**Work item**
Continue the passage below about Nelson and Fecteau, picking up right after its last sentence.

**Document passage**
══════════════════════════════
In all of her work, Nelson remains skeptical of truisms and ideologies and continually challenges herself to consider multiple perspectives. Her empathetic and open-ended way of thinking—her willingness to change her mind and even embrace qualities of two seemingly incompatible positions—offers a powerful example for how very different people can think and live together. Through the dynamic interplay between personal experience and critical theory, Nelson is broadening the scope of nonfiction writing while also offering compelling meditations on social and cultural questions.
Sculpture artist Jeffrey Schiff, professor of art, and painter Tula Telfair, professor of art, remember having Fecteau as a student. They’re impressed with his “remarkable body of work” that explores the fullness of dimensionality in sculpture.
“His small and medium sized sculptures, usually on pedestals or hanging on the wall, wrap form around space in convoluted tangles, sometimes incorporating objects or photographic images in the mix. The work reminds us of the endless potential mobility of space, while composed of simple non-precious materials,” Shiff says. “In all his work, his touch or hand is in evidence.
At Wesleyan, working with Tula Telfair, Fecteau produced a painting thesis that was, even then, fundamentally sculptural, balancing colorful objects in juxtaposition with each other and the gallery space – each contained in a plastic tailored slipcover. “These sculptures hung a few inches off the wall like paintings – creating shimmery and curiously intimate bubbles that hinted at narratives while remaining purely formal,” Telfair said.
Christina Crosby, professor of English, professor of feminist, gender and sexuality studies, worked with Nelson on her honors thesis, which focused on confessional poetry.
══════════════════════════════
**Data supplied**
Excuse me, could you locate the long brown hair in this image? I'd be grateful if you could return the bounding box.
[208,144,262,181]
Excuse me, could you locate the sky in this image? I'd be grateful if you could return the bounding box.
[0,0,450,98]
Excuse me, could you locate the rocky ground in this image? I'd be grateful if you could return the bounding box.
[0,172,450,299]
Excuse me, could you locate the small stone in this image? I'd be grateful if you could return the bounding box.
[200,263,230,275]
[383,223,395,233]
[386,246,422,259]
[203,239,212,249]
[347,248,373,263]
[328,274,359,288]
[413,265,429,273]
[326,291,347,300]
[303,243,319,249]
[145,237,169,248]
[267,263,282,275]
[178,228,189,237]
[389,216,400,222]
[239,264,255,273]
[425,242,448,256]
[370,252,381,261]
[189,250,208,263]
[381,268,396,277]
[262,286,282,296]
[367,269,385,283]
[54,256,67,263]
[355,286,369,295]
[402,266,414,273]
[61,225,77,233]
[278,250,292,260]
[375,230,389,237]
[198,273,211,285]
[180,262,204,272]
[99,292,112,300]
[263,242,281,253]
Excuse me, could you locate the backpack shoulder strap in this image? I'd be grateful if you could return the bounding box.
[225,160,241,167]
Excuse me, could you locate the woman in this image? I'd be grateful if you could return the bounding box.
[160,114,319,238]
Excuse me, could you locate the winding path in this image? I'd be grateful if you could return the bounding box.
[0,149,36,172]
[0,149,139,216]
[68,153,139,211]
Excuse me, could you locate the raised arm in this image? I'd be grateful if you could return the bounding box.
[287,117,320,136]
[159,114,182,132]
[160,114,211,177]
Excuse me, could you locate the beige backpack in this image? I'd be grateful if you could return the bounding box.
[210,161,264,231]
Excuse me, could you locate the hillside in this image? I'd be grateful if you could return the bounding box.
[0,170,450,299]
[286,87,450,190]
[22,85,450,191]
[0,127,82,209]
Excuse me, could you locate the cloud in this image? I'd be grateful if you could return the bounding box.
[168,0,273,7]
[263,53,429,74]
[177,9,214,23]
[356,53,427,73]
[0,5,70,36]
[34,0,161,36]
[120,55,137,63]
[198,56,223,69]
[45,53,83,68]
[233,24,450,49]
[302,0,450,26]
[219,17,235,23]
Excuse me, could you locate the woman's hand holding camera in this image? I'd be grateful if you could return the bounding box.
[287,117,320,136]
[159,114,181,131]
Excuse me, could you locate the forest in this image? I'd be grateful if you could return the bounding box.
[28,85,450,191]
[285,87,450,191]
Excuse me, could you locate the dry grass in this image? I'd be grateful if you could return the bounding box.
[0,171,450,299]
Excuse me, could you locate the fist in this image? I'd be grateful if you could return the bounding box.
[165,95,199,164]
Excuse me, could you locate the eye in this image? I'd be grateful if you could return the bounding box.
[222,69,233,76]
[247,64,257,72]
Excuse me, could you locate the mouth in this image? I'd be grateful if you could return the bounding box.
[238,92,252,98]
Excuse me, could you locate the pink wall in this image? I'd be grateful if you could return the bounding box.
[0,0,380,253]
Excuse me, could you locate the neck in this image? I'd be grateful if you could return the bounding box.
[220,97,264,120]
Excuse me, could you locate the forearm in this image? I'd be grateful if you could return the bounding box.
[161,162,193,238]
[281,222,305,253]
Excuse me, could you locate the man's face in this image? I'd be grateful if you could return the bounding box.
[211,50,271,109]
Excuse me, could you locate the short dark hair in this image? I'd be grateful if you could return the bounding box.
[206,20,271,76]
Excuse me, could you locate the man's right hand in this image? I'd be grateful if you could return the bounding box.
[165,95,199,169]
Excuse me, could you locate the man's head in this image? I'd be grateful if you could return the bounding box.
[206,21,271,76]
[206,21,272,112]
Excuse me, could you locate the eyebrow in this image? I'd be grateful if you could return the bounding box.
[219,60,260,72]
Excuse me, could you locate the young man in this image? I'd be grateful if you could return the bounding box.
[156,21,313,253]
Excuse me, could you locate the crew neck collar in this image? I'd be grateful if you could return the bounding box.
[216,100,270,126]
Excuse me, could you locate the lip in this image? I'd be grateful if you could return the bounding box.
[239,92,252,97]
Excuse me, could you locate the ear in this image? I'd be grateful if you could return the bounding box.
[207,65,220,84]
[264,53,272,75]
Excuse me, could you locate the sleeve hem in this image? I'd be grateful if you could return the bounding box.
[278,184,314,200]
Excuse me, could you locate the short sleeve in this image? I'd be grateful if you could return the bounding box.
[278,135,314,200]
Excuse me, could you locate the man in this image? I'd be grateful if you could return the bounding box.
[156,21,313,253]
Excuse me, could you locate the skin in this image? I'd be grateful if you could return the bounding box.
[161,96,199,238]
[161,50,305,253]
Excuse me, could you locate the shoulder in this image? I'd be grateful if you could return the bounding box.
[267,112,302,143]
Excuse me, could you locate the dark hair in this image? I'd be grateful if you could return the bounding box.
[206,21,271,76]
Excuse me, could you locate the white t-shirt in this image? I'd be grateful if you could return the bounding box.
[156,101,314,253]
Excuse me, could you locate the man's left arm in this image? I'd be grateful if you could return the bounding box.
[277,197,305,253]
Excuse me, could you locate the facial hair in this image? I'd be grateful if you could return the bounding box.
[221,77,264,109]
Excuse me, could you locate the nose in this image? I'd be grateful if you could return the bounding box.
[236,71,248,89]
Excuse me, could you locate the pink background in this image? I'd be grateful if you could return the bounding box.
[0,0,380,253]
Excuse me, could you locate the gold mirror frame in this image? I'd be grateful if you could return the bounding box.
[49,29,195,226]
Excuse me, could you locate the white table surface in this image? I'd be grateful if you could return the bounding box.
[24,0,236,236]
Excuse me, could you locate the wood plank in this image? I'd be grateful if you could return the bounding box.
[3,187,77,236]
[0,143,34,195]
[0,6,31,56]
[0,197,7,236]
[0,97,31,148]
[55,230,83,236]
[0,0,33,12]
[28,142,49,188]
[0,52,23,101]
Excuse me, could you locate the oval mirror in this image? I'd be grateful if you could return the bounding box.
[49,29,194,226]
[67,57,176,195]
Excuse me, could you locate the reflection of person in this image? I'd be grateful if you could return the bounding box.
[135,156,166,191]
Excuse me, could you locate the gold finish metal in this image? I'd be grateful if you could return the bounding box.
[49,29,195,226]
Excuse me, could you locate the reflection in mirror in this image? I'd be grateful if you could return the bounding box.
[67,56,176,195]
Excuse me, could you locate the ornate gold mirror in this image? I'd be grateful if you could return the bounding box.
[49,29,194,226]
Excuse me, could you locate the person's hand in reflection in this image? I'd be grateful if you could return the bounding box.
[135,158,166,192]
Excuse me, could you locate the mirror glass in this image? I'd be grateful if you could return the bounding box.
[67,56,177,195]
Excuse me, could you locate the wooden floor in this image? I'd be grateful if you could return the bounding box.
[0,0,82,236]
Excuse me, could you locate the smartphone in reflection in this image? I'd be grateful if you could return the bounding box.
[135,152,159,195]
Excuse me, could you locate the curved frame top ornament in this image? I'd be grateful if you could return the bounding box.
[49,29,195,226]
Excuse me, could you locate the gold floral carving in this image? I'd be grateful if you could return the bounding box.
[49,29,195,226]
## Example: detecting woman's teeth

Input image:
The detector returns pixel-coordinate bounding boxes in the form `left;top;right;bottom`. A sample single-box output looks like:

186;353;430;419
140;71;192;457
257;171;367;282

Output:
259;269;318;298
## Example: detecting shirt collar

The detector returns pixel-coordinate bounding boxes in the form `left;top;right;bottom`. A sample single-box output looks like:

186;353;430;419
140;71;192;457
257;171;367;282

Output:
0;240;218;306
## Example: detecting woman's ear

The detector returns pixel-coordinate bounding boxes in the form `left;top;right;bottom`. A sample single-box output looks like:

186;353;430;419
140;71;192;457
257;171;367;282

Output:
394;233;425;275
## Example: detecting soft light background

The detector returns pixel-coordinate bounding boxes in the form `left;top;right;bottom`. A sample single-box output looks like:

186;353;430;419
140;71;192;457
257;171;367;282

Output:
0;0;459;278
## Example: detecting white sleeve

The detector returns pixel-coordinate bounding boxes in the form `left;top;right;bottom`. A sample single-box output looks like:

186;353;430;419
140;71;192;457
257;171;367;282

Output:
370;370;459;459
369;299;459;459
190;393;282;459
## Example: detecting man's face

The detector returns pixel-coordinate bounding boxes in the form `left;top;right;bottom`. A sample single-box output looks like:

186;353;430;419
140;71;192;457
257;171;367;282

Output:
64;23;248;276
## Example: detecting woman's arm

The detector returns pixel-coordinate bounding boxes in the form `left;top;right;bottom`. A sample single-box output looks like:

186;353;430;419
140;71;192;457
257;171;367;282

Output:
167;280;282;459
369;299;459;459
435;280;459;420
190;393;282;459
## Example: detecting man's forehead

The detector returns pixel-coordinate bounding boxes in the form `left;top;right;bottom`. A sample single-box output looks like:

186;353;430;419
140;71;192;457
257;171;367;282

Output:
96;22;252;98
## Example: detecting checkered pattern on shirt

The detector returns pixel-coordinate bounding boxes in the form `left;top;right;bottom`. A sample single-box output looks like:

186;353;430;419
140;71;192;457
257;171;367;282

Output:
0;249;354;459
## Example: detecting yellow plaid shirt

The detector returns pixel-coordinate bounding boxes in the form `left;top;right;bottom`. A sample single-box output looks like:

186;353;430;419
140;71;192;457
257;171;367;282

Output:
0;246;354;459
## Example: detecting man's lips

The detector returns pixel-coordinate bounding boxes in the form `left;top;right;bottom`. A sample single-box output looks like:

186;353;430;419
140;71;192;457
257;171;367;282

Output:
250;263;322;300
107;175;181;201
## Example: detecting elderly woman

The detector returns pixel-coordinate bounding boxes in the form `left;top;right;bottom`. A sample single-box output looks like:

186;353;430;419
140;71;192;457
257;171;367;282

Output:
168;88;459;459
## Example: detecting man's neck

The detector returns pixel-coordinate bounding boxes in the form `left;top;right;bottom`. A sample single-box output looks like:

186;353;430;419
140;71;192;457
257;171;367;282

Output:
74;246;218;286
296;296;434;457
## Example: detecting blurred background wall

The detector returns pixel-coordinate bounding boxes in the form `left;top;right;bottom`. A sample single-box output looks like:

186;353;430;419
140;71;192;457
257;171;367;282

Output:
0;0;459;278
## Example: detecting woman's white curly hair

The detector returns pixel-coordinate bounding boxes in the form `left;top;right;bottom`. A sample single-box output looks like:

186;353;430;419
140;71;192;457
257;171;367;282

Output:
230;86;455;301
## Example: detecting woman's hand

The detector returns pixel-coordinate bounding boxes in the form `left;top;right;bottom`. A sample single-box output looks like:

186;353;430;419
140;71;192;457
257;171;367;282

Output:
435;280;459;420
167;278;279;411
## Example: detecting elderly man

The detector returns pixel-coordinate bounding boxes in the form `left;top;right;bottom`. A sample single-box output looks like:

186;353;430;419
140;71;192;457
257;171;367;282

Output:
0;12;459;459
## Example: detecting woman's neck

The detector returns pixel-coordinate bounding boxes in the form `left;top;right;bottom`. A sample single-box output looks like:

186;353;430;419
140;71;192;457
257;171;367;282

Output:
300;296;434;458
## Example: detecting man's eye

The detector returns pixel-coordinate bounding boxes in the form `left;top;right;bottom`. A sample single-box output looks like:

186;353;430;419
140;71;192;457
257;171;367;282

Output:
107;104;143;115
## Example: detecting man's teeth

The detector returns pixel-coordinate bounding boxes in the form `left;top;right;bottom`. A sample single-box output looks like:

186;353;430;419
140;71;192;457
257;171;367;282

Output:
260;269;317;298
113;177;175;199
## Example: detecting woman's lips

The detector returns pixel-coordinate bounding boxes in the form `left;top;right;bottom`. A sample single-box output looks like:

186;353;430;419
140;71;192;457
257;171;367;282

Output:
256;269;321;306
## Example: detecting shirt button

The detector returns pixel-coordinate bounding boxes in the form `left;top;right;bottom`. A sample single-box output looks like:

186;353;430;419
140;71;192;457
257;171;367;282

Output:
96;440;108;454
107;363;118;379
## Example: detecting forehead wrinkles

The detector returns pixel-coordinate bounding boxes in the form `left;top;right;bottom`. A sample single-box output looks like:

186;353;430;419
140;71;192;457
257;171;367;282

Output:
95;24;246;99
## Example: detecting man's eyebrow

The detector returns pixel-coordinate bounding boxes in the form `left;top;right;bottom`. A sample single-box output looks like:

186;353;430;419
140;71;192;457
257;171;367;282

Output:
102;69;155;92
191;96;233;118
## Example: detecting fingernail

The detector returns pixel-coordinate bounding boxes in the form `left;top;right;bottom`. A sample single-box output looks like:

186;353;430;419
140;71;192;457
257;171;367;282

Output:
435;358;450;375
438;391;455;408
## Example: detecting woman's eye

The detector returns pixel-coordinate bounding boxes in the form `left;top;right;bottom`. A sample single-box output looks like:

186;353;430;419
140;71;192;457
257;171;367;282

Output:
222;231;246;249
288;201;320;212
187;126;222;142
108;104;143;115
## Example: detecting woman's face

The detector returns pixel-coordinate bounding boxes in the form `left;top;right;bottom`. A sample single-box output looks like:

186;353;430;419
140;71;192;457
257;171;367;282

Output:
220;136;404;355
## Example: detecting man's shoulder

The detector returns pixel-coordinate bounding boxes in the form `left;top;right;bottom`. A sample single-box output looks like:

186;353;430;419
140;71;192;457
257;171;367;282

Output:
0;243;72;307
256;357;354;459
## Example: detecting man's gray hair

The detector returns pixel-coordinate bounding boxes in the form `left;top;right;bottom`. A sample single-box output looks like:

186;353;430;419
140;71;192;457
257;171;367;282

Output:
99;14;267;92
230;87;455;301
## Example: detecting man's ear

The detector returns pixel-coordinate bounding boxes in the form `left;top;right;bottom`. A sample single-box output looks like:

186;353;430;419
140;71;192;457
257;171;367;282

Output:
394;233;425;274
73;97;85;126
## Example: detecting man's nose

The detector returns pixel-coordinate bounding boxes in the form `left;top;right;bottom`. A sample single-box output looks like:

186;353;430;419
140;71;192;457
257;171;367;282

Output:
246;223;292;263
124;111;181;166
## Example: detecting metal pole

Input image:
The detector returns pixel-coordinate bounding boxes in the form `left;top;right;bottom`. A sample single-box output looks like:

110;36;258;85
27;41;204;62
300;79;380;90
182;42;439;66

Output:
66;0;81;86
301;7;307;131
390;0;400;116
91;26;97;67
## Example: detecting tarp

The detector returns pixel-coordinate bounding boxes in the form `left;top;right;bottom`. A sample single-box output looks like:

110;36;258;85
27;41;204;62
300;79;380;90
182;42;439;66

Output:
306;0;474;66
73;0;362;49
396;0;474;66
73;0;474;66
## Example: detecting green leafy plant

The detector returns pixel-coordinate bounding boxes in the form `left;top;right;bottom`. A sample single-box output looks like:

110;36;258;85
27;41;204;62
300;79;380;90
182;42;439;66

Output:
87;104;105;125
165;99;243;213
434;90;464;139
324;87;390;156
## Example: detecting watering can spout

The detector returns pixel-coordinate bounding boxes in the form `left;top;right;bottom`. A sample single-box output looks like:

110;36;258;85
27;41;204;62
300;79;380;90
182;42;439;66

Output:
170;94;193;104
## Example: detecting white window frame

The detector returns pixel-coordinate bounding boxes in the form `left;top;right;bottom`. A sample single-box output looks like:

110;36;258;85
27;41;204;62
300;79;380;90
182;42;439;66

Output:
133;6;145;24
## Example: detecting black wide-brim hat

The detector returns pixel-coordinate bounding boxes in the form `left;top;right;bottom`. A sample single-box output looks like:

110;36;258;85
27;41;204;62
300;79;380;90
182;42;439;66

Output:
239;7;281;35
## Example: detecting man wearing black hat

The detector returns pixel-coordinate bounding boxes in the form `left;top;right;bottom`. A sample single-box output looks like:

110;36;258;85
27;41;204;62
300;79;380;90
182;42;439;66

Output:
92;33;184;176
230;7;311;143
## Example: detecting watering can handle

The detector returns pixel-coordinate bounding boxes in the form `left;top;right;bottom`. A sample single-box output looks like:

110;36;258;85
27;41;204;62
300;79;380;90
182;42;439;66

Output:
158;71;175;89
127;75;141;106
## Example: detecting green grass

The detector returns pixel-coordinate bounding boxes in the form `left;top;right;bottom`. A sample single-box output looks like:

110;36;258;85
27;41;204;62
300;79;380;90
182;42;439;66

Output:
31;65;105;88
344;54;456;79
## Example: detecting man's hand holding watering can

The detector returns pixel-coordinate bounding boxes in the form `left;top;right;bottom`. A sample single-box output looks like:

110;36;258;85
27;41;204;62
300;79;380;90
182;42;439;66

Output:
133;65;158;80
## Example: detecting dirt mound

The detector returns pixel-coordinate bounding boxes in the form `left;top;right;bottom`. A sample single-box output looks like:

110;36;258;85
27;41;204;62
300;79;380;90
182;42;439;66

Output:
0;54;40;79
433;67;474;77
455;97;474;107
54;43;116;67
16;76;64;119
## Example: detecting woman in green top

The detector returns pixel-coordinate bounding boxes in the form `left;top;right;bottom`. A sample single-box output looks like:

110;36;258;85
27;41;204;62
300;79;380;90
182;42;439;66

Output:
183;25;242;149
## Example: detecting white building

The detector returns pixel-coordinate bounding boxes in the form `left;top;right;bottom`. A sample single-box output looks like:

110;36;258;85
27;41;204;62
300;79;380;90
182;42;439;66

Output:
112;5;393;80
══════════════════════════════
**Answer section**
“Maggie’s artistic practice is a demanding one,” Crosby says. “She reports in The Argonauts that she sometimes finds herself laboring ‘grimly’ over her sentences, wondering if any language offers the needful form (52). Her practice makes no claim for emotional transparency (as if one can simply know one’s own, or another’s, emotions). Art can hold open a space in which we – the writer and the reader – don’t know, and in that not knowing can address the world without attempting to know it fully creates possibility. Her artistic practice makes a space for interactions that undo the known landscape, the one covered by cliché. She is open to exploring the sometimes explosive intimacies of the everyday – not every conversation is a happy one –, and she does not hide, conceal, sidestep, or evade what she finds there.”
Wesleyan boasts several other alumni MacArthur Fellows including 1988 recipient Ruth Behar ’77, cultural anthropologist; 1994 recipient Sam-Ang Sam PhD ’88, musician and cultural preservationist; 2005 recipient Majora Carter ’88, urban revitalization strategist; 2009 recipient James Longley ’94, filmmaker; and 2015 recipient Lin-Manuel Miranda ’02, playwright and performer.
In addition, Eiko Otake, visiting artist in dance and East Asian studies, won a MacArthur in 1996; translator/poet/publisher Peter Cole, who worked as a visiting writer and professor at Wesleyan, received a MacArthur Fellowship in 2007; and jazz composer and performer Anthony Braxton, the John Spencer Camp Professor of Music, Emeritus, received the award in 1994.